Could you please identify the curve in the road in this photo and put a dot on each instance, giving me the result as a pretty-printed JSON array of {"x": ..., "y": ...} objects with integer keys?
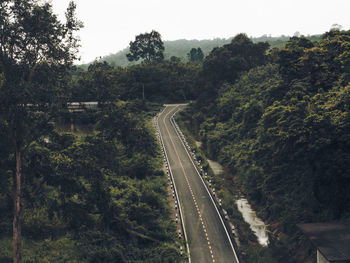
[{"x": 208, "y": 237}]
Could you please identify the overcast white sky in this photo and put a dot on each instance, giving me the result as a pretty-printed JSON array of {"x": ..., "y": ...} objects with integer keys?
[{"x": 109, "y": 25}]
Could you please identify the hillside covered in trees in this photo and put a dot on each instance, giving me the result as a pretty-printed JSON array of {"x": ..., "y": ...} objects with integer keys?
[
  {"x": 279, "y": 122},
  {"x": 180, "y": 48},
  {"x": 273, "y": 111}
]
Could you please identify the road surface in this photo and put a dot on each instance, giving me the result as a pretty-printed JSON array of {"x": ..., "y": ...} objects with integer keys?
[{"x": 207, "y": 238}]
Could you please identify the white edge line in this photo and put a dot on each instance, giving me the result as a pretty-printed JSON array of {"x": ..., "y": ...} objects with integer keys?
[
  {"x": 172, "y": 122},
  {"x": 172, "y": 178}
]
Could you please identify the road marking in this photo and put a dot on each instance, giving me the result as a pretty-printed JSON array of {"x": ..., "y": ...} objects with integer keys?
[{"x": 184, "y": 173}]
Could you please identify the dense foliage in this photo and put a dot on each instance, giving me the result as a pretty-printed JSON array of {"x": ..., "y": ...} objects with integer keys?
[
  {"x": 180, "y": 48},
  {"x": 101, "y": 197},
  {"x": 282, "y": 127},
  {"x": 148, "y": 47},
  {"x": 163, "y": 82}
]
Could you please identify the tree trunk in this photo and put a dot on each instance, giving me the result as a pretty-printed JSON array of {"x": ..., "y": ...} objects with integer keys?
[{"x": 17, "y": 256}]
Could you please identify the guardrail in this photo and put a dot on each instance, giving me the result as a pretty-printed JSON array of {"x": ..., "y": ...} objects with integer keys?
[
  {"x": 187, "y": 148},
  {"x": 172, "y": 183}
]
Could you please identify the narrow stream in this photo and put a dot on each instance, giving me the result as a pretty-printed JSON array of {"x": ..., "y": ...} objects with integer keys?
[
  {"x": 256, "y": 224},
  {"x": 249, "y": 215}
]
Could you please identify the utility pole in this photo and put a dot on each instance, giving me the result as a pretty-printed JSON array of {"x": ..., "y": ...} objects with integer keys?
[{"x": 143, "y": 91}]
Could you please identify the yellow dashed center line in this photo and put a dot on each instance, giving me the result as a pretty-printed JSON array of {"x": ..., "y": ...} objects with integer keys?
[{"x": 193, "y": 197}]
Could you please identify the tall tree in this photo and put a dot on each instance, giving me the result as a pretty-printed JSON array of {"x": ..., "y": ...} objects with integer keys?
[
  {"x": 195, "y": 55},
  {"x": 36, "y": 52},
  {"x": 148, "y": 46}
]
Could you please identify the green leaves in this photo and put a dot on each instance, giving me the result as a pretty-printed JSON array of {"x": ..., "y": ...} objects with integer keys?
[{"x": 148, "y": 46}]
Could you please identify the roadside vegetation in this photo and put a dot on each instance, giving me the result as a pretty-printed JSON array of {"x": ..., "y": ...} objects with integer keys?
[
  {"x": 280, "y": 126},
  {"x": 276, "y": 115}
]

******************************

* The problem:
Rewrite all of the data above, replacing every "photo" with "image" and leaving everything else unchanged. Omit the pictures.

* Task output:
Could you please identify the curve in the road in this image and put a dot on each instance, giving me the result as a pretty-printed JSON array of {"x": ..., "y": ...} objects with integer keys?
[{"x": 208, "y": 237}]
Could you please identify the overcast white sky in this image and put a dot on each instance, giving me the result as a pretty-printed JSON array of {"x": ..., "y": ...} objects with integer keys?
[{"x": 109, "y": 25}]
Could you please identify the hillside covered in trees in this image and put a dot on each instance, giving me the result as a pretty-printed JSON array of {"x": ..., "y": ...} objects with integer keys?
[
  {"x": 279, "y": 122},
  {"x": 180, "y": 48},
  {"x": 273, "y": 111}
]
Could you please identify the road surface in this image and put a dot on each instance, giving me the result as a pretty-printed JSON array of {"x": ..., "y": ...} objects with integer keys?
[{"x": 207, "y": 238}]
Could you please identify the white edge line in this image and put a dot on each instance, giving me the result as a pretty-printed JSON array of {"x": ..., "y": ...} objects with integer keys?
[
  {"x": 172, "y": 122},
  {"x": 172, "y": 178}
]
Could you please identify the road marking in this image and put a dot on each instance, giving me the result as a pretty-printed JSON array of {"x": ..., "y": ...} objects with integer keys?
[{"x": 184, "y": 173}]
Could you please identify the dense foliage in this image and put a dot on each instance, giving me the result as a pretty-printed JSON array of {"x": ..., "y": ...} objects with integer keys?
[
  {"x": 180, "y": 48},
  {"x": 101, "y": 197},
  {"x": 282, "y": 127},
  {"x": 148, "y": 47},
  {"x": 163, "y": 82}
]
Could you please identify the tree trunk in this image and put a dot on each instance, giving me the result as a pretty-printed JSON array of {"x": ..., "y": ...} objects with integer keys?
[{"x": 17, "y": 256}]
Could you please identify the guardrail in this image and put a dot on each instance, giving me the result as a pretty-printed JSON array of {"x": ..., "y": ...} objects with integer keys?
[
  {"x": 187, "y": 148},
  {"x": 172, "y": 183}
]
Could you please identify the narrow stream in this image and put a dot on each instance, giving me the result as a pretty-printed JSON array of {"x": ..., "y": ...} objects with integer keys?
[
  {"x": 256, "y": 224},
  {"x": 249, "y": 215}
]
Could you please identify the utility pole in this image and put a dot on each instance, giving me the result as a pretty-printed JSON array of {"x": ..., "y": ...} objects with integer keys?
[{"x": 143, "y": 91}]
Could you please identify the yellow dashed center line in this image and put a dot on each instance, giving me the result as a pretty-printed JSON array of {"x": ..., "y": ...} objects with integer keys?
[{"x": 193, "y": 197}]
Could you please identify the tall tree in this image and put a dot on each instance, giving me the result as a pretty-printed JSON array of {"x": ..., "y": ...} objects with integer keys?
[
  {"x": 195, "y": 55},
  {"x": 36, "y": 52},
  {"x": 148, "y": 46}
]
Could you please identify the green leaves in this image and put a dot on each instance, giving me the result as a pretty-printed JSON array of {"x": ..., "y": ...} objects with integer keys?
[{"x": 148, "y": 46}]
Could you please identify the roadside vegetation in this image and put a dot on each instance, giving me the result as a pretty-printed JSON array of {"x": ..., "y": ...} objects with integer keys?
[
  {"x": 280, "y": 126},
  {"x": 276, "y": 115}
]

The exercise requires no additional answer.